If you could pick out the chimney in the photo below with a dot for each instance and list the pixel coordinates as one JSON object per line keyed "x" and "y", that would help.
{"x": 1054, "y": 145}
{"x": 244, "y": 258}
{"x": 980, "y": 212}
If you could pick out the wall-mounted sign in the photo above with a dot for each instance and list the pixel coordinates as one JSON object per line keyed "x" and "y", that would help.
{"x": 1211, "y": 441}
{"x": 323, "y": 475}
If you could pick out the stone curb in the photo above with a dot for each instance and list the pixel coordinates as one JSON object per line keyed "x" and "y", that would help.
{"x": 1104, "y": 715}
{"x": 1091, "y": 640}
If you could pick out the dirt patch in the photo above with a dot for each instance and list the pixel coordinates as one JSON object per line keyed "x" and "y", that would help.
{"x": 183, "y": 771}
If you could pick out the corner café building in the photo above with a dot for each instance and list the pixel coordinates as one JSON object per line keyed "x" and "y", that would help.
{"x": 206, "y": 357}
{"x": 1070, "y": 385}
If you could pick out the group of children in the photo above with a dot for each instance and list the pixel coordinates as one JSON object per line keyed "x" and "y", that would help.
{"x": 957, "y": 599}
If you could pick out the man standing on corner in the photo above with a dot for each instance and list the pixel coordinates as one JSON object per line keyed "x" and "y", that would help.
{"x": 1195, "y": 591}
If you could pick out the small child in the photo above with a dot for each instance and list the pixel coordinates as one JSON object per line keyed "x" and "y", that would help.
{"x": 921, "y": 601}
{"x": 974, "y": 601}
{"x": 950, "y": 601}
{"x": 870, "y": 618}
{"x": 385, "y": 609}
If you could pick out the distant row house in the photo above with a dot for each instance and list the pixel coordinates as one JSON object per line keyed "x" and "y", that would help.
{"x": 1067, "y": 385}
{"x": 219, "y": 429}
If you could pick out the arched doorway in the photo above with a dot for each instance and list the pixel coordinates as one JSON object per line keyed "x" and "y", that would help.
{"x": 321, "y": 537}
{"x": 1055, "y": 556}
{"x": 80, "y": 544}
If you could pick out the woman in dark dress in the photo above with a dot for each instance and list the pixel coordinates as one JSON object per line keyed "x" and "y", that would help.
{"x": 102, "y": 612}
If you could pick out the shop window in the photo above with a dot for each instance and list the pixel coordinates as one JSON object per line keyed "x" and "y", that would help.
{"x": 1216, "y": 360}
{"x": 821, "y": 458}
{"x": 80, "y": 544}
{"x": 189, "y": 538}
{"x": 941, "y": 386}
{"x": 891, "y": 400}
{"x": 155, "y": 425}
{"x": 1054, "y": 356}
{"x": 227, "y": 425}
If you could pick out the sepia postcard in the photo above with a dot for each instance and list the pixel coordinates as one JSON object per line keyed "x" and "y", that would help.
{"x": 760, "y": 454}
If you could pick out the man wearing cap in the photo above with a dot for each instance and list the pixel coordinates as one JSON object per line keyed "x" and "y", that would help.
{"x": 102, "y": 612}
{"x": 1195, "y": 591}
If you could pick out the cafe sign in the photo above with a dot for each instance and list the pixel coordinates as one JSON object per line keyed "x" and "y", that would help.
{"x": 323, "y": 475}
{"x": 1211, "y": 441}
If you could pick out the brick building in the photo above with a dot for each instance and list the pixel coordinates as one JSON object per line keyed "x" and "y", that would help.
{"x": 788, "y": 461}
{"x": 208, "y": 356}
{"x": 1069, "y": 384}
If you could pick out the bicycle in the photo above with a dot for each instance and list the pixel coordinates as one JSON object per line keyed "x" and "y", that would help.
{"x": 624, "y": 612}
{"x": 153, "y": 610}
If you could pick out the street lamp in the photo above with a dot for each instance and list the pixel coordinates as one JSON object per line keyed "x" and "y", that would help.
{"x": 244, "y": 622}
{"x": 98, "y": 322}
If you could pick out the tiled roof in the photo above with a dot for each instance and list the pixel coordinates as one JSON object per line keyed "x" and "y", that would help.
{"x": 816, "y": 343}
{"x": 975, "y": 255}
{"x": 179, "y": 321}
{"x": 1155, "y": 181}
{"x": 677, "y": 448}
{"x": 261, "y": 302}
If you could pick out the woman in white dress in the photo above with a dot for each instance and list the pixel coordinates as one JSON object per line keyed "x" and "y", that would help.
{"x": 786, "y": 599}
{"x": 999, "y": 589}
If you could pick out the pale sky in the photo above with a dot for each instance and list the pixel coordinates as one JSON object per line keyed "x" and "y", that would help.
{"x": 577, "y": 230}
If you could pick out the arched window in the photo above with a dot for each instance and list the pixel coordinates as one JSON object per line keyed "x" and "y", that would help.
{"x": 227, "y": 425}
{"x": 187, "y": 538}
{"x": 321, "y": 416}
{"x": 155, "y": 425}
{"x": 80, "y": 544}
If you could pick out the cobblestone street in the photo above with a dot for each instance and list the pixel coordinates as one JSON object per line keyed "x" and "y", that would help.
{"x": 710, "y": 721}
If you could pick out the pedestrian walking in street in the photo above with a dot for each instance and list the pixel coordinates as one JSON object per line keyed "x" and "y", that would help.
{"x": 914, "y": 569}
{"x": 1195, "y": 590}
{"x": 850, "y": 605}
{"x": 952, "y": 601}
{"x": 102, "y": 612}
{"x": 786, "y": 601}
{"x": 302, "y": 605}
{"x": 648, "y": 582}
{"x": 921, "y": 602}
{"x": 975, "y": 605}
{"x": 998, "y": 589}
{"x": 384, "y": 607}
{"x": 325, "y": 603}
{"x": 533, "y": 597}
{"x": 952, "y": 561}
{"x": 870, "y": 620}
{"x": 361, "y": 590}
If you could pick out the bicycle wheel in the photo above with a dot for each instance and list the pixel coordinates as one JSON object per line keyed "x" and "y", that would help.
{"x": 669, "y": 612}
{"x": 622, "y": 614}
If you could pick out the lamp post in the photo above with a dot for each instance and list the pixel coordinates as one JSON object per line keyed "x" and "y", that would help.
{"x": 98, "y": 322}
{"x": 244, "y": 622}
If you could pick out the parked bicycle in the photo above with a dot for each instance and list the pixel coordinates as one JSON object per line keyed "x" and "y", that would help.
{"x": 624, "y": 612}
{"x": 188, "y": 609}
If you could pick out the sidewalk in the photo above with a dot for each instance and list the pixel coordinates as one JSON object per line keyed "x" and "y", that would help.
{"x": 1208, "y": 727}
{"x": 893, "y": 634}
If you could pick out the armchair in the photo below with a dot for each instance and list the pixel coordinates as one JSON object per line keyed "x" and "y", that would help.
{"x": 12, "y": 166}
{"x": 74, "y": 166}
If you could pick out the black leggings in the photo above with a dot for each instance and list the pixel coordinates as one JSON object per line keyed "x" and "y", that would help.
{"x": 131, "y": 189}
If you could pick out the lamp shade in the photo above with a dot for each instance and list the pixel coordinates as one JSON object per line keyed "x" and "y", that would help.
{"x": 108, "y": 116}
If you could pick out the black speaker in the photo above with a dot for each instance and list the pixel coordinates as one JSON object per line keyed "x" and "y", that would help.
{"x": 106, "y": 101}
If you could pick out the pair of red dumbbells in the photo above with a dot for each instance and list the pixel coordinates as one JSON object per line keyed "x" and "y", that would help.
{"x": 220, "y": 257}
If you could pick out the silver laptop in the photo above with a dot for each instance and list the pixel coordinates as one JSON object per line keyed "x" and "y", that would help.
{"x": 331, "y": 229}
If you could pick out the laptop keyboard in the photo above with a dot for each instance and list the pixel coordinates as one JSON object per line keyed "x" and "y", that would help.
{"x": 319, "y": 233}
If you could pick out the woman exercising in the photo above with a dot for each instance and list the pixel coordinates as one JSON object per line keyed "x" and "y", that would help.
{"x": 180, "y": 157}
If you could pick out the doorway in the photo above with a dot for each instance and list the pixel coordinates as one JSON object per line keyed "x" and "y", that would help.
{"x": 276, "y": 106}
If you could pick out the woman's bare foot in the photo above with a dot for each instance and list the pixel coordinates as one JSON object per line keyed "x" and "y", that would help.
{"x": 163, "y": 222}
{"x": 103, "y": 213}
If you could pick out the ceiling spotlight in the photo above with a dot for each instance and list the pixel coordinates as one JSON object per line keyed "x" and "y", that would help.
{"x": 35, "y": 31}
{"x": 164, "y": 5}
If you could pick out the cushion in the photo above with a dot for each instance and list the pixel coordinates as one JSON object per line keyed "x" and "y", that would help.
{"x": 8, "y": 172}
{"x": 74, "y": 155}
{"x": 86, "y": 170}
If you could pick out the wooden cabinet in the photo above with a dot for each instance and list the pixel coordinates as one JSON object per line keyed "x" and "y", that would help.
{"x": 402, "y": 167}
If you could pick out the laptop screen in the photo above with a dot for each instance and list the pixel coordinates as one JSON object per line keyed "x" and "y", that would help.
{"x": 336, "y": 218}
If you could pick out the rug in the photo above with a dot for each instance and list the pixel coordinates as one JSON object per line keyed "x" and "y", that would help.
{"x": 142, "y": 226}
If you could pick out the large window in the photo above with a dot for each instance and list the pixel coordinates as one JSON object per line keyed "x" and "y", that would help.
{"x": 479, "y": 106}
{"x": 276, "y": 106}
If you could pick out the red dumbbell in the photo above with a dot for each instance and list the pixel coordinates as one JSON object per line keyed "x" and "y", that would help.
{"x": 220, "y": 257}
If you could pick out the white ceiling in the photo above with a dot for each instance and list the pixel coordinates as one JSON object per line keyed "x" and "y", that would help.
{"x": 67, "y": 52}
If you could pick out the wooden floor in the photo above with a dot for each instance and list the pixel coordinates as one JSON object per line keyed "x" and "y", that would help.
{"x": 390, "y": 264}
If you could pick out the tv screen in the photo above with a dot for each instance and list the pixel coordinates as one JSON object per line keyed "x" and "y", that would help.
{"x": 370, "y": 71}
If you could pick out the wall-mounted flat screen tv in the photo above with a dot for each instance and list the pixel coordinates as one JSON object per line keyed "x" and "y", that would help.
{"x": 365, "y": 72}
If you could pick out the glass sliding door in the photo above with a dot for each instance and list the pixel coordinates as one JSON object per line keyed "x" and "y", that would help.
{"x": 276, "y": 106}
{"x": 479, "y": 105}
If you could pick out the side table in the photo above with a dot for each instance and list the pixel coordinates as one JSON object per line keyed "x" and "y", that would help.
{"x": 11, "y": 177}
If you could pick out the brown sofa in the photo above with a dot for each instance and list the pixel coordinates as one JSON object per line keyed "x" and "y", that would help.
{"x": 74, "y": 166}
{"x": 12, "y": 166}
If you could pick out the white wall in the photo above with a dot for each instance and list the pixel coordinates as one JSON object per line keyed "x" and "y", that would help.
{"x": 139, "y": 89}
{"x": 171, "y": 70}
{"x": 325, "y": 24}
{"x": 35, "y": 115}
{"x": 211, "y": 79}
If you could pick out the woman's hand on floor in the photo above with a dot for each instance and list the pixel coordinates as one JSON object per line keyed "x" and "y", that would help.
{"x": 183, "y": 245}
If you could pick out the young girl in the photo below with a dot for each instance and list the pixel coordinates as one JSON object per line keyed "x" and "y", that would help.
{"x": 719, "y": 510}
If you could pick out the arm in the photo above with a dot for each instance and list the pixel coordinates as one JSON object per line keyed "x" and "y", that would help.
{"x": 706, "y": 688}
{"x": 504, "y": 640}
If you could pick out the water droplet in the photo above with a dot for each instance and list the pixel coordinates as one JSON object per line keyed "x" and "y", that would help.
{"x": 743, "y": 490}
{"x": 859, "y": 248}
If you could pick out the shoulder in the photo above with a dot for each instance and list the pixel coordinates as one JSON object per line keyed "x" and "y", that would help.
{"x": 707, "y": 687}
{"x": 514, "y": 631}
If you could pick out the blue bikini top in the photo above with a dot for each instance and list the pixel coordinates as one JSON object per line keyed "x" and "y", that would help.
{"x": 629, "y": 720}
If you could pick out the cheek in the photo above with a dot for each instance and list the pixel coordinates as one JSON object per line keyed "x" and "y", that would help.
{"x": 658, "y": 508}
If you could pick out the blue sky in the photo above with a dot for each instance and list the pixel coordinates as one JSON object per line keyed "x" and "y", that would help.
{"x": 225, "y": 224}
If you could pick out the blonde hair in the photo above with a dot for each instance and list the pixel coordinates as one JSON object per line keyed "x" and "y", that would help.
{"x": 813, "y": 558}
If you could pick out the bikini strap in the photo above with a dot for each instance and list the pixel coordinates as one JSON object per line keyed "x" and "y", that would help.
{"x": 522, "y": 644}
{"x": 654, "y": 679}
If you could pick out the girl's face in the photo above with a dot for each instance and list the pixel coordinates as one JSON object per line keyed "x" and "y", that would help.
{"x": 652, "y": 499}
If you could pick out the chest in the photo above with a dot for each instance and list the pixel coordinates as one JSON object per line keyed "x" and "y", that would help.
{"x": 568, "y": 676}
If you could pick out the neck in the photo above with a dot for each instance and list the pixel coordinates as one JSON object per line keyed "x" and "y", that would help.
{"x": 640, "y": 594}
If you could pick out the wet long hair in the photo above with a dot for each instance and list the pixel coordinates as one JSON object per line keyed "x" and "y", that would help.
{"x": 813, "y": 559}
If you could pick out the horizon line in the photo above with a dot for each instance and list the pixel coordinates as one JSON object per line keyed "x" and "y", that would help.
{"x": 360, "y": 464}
◇ ◇ ◇ ◇
**CHALLENGE**
Copy out every line from the one containing "If you could pick out the blue bikini" to the end of the material, both ends included.

**RESULT OF THE EXERCISE**
If you could pick out the blue bikini top in the photo above with a dot for each instance and list the pixel coordinates as one JSON object per line keyed "x" and "y", that would help.
{"x": 629, "y": 720}
If you could pick out the cheek in the photo above with a dot for each instance and list the pixel coordinates as one JSON object per line keyed "x" and "y", that would help.
{"x": 658, "y": 508}
If you could pick out the blue sky in the photo above with a dot for each instance and list the pixel coordinates as one JSON object per line keyed "x" and "y", that would help.
{"x": 225, "y": 224}
If you could pick out the blonde hair in the photo above with a dot for each instance and list the pixel coordinates as one JSON object per line keyed "x" and "y", that would help.
{"x": 813, "y": 558}
If you could pick out the bikini strap in the photo above with a dot for each instance and list the pixel coordinates as one JSON object per line keyed "x" and "y", that would help.
{"x": 522, "y": 644}
{"x": 654, "y": 679}
If you could pick out the girl's face in the photo above with a dot for each instance and list the pixel coordinates as one JSON object per line keyed "x" and "y", that would help.
{"x": 652, "y": 499}
If you could pick out the chest in the photo above with a dot for each instance and list the pixel coordinates as one JSON object per line keyed "x" and "y", that would help.
{"x": 568, "y": 676}
If you could pick out the neck in the photo above with a dot for each instance and list the pixel coordinates as one JSON object per line keyed "x" and "y", that would help.
{"x": 640, "y": 594}
If you could pick out the wet long hair in the photo above with a dot for each instance and list the pixel coordinates as one JSON object per line keyed "x" and "y", that would help.
{"x": 813, "y": 559}
If you could pick out the horizon line in the photo above with a dot for each instance and list the pixel coordinates as one JSON object per line keyed "x" and "y", that would help.
{"x": 360, "y": 464}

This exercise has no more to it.